Exercise instructions —
Each entry below is to be duplicated verbatim.
[Records provided Boundary: Start]
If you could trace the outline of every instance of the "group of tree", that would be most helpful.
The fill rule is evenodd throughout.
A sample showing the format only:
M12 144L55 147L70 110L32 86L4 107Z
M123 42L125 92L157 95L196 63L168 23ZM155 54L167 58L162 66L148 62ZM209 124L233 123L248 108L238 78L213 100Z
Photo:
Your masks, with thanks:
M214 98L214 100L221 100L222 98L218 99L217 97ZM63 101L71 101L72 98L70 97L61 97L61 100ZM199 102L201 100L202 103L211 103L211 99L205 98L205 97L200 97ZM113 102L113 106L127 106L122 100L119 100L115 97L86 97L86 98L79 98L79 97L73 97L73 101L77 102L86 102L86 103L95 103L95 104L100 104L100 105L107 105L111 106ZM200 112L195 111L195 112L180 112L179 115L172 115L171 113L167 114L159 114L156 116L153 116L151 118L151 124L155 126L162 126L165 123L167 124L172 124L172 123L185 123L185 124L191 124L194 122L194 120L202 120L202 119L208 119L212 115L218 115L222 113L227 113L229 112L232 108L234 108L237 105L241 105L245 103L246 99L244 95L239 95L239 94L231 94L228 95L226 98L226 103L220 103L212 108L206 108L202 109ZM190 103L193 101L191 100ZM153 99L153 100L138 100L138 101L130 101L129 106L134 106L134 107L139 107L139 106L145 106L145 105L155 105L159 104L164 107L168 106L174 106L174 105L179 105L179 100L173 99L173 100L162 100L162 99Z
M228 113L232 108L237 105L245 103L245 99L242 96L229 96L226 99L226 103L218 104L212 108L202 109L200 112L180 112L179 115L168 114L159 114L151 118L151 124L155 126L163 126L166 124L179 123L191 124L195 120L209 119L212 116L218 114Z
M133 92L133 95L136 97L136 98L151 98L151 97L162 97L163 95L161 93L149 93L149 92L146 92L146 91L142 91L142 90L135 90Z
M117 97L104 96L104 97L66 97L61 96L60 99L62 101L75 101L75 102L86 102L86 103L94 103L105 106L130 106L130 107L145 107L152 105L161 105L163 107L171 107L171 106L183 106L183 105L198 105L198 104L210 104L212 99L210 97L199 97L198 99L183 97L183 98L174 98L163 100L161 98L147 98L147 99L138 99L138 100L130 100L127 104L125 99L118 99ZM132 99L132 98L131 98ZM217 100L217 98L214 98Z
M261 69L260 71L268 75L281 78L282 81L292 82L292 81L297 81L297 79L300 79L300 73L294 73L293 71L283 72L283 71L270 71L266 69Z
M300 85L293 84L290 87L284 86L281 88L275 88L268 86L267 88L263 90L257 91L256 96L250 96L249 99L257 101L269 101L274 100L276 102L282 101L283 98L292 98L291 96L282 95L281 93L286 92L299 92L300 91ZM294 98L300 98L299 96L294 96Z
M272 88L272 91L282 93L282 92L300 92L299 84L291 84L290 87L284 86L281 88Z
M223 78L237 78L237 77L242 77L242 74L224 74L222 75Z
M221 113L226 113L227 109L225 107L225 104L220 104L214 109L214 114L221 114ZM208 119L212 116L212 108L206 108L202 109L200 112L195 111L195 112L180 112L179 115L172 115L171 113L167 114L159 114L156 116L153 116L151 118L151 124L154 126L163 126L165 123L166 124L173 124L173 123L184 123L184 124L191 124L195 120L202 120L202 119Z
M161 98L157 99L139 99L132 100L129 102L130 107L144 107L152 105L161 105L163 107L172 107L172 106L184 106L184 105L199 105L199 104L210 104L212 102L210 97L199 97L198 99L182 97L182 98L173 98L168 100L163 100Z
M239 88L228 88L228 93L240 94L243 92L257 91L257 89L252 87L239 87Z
[Records provided Boundary: End]
Solution —
If you could trace the outline of every instance of the "group of tree", that would be most helpful.
The fill rule is evenodd throughout.
A sample showing the format only:
M12 144L55 147L70 110L32 86L4 107Z
M123 42L125 92L157 95L196 63L168 23ZM155 54L167 58L162 66L148 62ZM209 124L233 123L248 108L238 78L213 100Z
Photo:
Your masks, with thanks:
M214 98L214 100L221 100L222 98L218 99L217 97ZM63 101L71 101L72 98L70 97L61 97L61 100ZM199 102L201 100L202 103L211 103L211 99L205 98L205 97L200 97ZM113 102L113 106L127 106L122 100L119 100L115 97L86 97L86 98L79 98L79 97L73 97L73 101L77 102L86 102L86 103L95 103L95 104L100 104L100 105L107 105L111 106ZM200 112L195 111L195 112L180 112L179 115L172 115L171 113L167 114L159 114L156 116L153 116L151 118L151 124L155 126L162 126L165 123L167 124L172 124L172 123L185 123L185 124L191 124L194 122L194 120L202 120L202 119L208 119L212 115L218 115L222 113L227 113L229 112L232 108L234 108L237 105L241 105L245 103L246 99L244 95L239 95L239 94L231 94L228 95L226 98L226 103L220 103L212 108L206 108L202 109ZM190 103L193 101L191 100ZM153 99L153 100L138 100L138 101L130 101L129 106L134 106L134 107L139 107L139 106L145 106L145 105L155 105L159 104L164 107L168 106L174 106L174 105L179 105L179 100L173 99L173 100L162 100L162 99Z
M228 113L232 108L237 105L245 103L245 99L242 96L229 96L226 99L226 103L218 104L212 108L202 109L200 112L180 112L179 115L168 114L159 114L151 118L151 124L155 126L163 126L166 124L179 123L191 124L195 120L209 119L212 116L218 114Z
M133 92L133 95L136 97L136 98L151 98L151 97L162 97L163 95L161 93L149 93L149 92L146 92L146 91L142 91L142 90L135 90Z
M117 97L104 96L104 97L66 97L61 96L60 99L62 101L75 101L75 102L86 102L86 103L94 103L105 106L130 106L130 107L145 107L152 105L161 105L163 107L171 107L171 106L183 106L183 105L198 105L198 104L210 104L212 99L210 97L199 97L198 99L183 97L183 98L174 98L163 100L161 98L147 98L147 99L138 99L138 100L130 100L127 104L125 99L118 99ZM132 99L132 98L131 98ZM217 100L217 98L214 98Z
M261 69L260 71L268 75L281 78L282 81L292 82L292 81L297 81L297 79L300 79L300 73L294 73L293 71L283 72L283 71L270 71L266 69Z
M300 85L293 84L290 87L284 86L281 88L275 88L268 86L267 88L263 90L257 91L256 96L250 96L249 99L257 101L269 101L274 100L276 102L282 101L283 98L292 98L291 96L282 95L281 93L286 92L299 92L300 91ZM294 98L300 98L299 96L294 96Z
M272 88L272 91L282 93L282 92L300 92L299 84L291 84L290 87L284 86L281 88Z
M223 78L237 78L237 77L242 77L242 74L224 74L222 75Z
M221 113L226 113L227 109L225 107L225 104L220 104L214 109L214 114L221 114ZM208 119L212 116L212 108L206 108L202 109L200 112L195 111L195 112L180 112L179 115L172 115L171 113L167 114L159 114L156 116L153 116L151 118L151 124L154 126L163 126L165 123L166 124L173 124L173 123L184 123L184 124L191 124L195 120L202 120L202 119Z
M161 98L157 99L139 99L132 100L129 102L130 107L144 107L152 105L161 105L163 107L172 107L172 106L184 106L184 105L199 105L199 104L210 104L212 102L210 97L199 97L198 99L182 97L182 98L173 98L168 100L163 100Z
M239 88L228 88L228 93L240 94L243 92L257 91L257 89L252 87L239 87Z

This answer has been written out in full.